WHAT YOU NEED TO DO —
Print the lines in the listing below that fall between the line with "Query: brown soil" and the line with "[(996, 584), (116, 277), (356, 299), (718, 416)]", those two lines included, exactly as they stand and with nothing else.

PROVIDED DATA —

------------------------------

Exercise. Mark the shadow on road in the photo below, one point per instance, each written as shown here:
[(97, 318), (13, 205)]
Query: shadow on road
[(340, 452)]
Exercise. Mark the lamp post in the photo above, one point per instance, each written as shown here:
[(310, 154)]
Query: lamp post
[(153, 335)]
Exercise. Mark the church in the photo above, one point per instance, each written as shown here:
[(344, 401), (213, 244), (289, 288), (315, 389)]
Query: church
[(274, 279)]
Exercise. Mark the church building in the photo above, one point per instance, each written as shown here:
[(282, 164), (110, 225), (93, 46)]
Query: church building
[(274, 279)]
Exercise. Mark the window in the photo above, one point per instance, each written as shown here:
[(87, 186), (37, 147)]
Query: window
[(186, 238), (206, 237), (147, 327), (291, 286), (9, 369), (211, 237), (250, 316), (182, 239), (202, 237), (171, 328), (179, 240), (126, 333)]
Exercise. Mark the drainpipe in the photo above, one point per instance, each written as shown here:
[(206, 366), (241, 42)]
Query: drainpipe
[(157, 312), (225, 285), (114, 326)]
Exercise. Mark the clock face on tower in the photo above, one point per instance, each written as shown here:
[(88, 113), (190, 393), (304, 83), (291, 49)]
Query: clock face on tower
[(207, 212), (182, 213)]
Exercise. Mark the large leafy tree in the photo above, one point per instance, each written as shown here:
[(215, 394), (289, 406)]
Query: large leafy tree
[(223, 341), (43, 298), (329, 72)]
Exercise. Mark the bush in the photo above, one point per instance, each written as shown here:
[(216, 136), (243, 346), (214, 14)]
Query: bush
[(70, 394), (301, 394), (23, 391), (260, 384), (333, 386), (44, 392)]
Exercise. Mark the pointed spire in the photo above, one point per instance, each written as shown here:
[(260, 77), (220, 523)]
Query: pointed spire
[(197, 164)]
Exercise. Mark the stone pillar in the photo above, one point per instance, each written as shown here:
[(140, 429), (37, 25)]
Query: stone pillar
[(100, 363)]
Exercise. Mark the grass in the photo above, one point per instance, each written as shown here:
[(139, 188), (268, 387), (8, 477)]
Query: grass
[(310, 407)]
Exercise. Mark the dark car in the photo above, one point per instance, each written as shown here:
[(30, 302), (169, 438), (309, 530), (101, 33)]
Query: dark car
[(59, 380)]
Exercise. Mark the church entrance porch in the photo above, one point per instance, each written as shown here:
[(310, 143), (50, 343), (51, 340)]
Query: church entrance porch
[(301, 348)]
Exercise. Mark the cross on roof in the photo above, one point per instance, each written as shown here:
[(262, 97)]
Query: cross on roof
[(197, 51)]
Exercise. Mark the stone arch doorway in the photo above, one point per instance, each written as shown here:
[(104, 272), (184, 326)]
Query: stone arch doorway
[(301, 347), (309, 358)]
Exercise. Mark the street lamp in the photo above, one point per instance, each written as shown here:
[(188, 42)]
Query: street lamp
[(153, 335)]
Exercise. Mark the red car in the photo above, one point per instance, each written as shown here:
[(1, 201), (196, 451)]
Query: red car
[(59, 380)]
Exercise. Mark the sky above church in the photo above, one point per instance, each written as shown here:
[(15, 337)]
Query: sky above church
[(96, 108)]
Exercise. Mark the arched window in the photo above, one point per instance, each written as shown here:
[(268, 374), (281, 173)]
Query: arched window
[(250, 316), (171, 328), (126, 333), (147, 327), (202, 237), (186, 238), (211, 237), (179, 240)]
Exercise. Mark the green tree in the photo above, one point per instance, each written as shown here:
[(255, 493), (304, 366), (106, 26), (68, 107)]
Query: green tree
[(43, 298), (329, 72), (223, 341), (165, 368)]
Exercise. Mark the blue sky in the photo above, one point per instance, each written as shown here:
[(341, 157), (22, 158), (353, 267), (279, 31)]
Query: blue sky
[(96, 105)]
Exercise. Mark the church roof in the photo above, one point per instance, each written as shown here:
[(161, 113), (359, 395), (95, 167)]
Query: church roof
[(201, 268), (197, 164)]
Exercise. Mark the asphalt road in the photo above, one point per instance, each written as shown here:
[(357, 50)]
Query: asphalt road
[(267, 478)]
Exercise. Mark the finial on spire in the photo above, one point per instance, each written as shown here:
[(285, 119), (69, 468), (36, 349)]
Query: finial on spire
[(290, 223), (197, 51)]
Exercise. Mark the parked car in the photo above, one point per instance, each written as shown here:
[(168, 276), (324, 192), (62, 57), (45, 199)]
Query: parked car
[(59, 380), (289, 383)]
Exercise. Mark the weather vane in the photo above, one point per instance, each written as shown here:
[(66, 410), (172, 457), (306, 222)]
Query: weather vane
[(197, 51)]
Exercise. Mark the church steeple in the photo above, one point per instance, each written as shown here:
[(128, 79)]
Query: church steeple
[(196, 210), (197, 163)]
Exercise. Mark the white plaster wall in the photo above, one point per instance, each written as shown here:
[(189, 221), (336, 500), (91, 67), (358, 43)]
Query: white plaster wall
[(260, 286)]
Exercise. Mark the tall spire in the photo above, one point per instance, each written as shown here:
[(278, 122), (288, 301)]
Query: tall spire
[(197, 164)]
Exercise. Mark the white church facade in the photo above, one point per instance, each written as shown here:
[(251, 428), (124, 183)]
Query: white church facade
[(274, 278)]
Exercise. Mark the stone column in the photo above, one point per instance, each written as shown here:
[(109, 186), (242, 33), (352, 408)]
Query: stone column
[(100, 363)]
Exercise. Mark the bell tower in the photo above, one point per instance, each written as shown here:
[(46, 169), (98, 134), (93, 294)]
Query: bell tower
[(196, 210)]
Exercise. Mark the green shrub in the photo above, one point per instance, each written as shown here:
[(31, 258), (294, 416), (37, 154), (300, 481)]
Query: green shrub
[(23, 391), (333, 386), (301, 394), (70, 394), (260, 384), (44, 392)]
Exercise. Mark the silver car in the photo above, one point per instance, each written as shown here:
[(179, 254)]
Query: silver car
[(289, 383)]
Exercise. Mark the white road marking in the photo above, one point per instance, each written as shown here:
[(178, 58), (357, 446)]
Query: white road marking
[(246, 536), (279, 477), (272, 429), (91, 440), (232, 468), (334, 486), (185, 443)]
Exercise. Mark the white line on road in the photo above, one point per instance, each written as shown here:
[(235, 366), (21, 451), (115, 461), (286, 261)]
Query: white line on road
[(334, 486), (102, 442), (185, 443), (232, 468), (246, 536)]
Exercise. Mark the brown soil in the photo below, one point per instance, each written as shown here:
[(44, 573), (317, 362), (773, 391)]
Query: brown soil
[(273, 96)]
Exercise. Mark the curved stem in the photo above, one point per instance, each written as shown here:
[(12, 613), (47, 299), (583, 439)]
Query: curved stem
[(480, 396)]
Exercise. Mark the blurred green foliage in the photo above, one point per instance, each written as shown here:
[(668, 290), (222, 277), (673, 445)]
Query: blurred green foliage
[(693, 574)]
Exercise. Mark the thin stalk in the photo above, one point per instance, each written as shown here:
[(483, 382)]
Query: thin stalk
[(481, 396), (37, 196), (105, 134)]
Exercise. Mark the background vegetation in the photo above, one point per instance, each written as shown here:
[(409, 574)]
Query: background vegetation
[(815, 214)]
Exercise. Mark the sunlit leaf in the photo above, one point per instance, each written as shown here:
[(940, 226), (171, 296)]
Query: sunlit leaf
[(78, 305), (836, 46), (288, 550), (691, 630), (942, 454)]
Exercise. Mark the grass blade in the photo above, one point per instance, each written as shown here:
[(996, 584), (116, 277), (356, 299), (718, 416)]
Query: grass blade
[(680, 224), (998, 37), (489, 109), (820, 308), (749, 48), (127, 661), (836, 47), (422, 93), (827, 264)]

------------------------------

RESPONSE AREA —
Query: brown soil
[(273, 96)]
Exercise. Mark the curved stem in the photo above, one point per instance, each written as shown here:
[(12, 613), (47, 299), (583, 439)]
Query: curved stem
[(480, 396)]
Exercise. Mark the blurred green foliage in the photo above, one point per instance, each written as shown here:
[(668, 290), (222, 277), (673, 445)]
Query: blurred green foliage
[(693, 574)]
Exercise. Mark the thin stalk in the photo above, one point per instance, each written as shown here:
[(483, 382)]
Query: thin stalk
[(481, 396), (37, 196), (105, 134)]
Exercise. Mark the background vegetation in the photo above, one point per instance, each written as shown here:
[(409, 574)]
Query: background vegetation
[(815, 214)]
Exercise. Mark the sunlit leaf in the photo above, one point per instance, each written as shown here:
[(940, 226), (171, 296)]
Query: sunlit leaf
[(78, 305), (836, 46), (288, 550), (691, 630), (942, 454)]
Exercise. Mark the grass blade in the photo above, one point per instance, each written as shown here:
[(996, 584), (116, 277), (356, 299), (718, 416)]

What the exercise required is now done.